WHAT THE TASK ASKS
Once you reach the end of the data, transcribe all of it exactly.

PROVIDED RECORDS
····················

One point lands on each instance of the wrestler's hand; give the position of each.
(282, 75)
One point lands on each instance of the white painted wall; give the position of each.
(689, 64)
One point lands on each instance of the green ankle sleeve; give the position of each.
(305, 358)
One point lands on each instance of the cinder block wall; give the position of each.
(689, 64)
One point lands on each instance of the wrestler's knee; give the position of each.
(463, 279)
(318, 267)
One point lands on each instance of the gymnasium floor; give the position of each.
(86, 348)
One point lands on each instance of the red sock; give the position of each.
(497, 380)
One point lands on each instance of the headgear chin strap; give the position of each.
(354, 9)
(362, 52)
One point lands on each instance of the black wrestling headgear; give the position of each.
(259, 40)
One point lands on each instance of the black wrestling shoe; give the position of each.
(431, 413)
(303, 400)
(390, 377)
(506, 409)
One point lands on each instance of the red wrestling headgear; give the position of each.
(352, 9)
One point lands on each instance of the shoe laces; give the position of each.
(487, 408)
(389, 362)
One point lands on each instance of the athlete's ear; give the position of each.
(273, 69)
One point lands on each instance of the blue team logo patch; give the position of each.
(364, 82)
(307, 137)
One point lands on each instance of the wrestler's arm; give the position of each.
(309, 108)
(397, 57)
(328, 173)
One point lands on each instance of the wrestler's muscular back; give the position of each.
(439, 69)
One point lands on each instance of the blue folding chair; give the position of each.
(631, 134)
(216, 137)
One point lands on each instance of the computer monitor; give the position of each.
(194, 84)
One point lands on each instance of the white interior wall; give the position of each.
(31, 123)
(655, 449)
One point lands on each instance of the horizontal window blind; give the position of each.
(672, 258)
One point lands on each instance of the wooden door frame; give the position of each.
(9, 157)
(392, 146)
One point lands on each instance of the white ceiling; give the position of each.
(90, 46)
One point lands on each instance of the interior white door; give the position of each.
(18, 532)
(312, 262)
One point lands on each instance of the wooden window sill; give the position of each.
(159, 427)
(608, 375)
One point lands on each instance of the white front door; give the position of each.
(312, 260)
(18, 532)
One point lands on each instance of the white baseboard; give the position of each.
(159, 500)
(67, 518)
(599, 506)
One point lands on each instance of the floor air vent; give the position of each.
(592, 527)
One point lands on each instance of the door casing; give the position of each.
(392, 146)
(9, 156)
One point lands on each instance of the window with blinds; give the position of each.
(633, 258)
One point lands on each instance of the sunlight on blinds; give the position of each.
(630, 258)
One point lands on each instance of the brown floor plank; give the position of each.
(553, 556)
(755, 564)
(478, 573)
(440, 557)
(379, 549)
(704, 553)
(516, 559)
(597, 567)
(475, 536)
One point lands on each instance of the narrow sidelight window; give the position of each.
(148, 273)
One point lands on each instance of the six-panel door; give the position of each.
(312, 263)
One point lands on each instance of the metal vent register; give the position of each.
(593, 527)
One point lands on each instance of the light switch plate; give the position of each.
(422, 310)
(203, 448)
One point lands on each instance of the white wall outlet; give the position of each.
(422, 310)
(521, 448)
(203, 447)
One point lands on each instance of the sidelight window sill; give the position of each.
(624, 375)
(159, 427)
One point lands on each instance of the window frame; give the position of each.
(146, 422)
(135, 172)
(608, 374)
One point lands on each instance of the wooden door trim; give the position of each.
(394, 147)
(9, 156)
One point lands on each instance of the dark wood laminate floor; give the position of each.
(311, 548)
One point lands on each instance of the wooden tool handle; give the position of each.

····················

FINISHED EXERCISE
One point lands on each instance of the wrestler's hand; give the position of each.
(282, 75)
One point lands on each instance of the white painted wall; give the position of each.
(689, 64)
One point lands on each instance of the green ankle sleeve; give the position of each.
(305, 358)
One point lands on each instance of the cinder block wall; give the position of each.
(689, 64)
One point lands on each instance of the wrestler's knee; give the position of each.
(463, 279)
(318, 267)
One point lands on each instance of the gymnasium floor; give the position of each.
(86, 348)
One point lands on each instance of the red sock; give the position of each.
(497, 380)
One point lands on each instance of the headgear chin strap; give the position of each.
(354, 9)
(362, 52)
One point lands on each instance of the black wrestling headgear; give the position of each.
(259, 40)
One point lands on each instance of the black wrestling shoe; give the position of each.
(431, 413)
(303, 400)
(390, 377)
(506, 409)
One point lands on each instance of the red wrestling headgear; give the position of each.
(352, 9)
One point lands on each instance of the shoe laces; give the position of each.
(487, 408)
(389, 362)
One point lands on each instance of the athlete's ear; give the position of each.
(273, 69)
One point lands on each instance of the blue team logo patch; give the position of each.
(364, 82)
(307, 137)
One point lands on each instance of the wrestler's arm; give the position of each.
(309, 108)
(397, 57)
(328, 173)
One point lands on each instance of the wrestler's muscular back; give the position of each.
(439, 69)
One point lands on each instance of the blue folding chair; give the position of each.
(631, 134)
(216, 137)
One point lands on each instance of the computer monitor; give the position of each.
(194, 84)
One point lands on each instance of the white interior wall; give the position of each.
(31, 123)
(655, 449)
One point lands on each instance of the horizontal window blind; give the position of each.
(672, 258)
One point lands on each instance of the wooden door frame; give the position of each.
(9, 157)
(392, 146)
One point lands on each instance of the white ceiling; give the position of each.
(90, 46)
One point lands on each instance of the interior white door; give the position of each.
(18, 532)
(312, 262)
One point lands on each instance of the wooden window sill; give the position of each.
(159, 427)
(608, 375)
One point lands on each instance of the white front door; give the position of each.
(312, 260)
(18, 532)
One point lands on each instance of the white baseboard; give the position of each.
(159, 500)
(67, 518)
(599, 506)
One point lands on each instance of the floor air vent; give the position of each.
(592, 527)
One point lands on each instance of the door casing; give the position of each.
(392, 146)
(9, 156)
One point lands on each instance of the window with blinds; give the position of each.
(633, 258)
One point lands on each instance of the sunlight on blinds; give the position of each.
(630, 258)
One point lands on each instance of the brown floor plank; give the position of each.
(553, 556)
(755, 564)
(478, 573)
(440, 557)
(379, 549)
(704, 553)
(516, 559)
(597, 567)
(475, 536)
One point lands on each instance of the narrow sidelight window; give the position of each.
(148, 273)
One point lands on each instance of the six-panel door; give the position of each.
(312, 263)
One point lands on each instance of the metal vent register; give the position of each.
(593, 527)
One point lands on each instance of the light switch plate; give the position of each.
(422, 310)
(203, 448)
One point lands on each instance of the white wall outlet; give the position of each.
(422, 310)
(521, 448)
(203, 447)
One point lands on each instance of the sidelight window sill; give the position of each.
(624, 375)
(159, 427)
One point lands on each instance of the window frame; give the position of each.
(146, 422)
(135, 172)
(608, 374)
One point lands on each instance of the wooden door trim; give the position of each.
(394, 147)
(9, 156)
One point lands on each instance of the dark wood laminate floor; give the position of each.
(311, 548)
One point lands on each instance of the wooden tool handle; give the position of each.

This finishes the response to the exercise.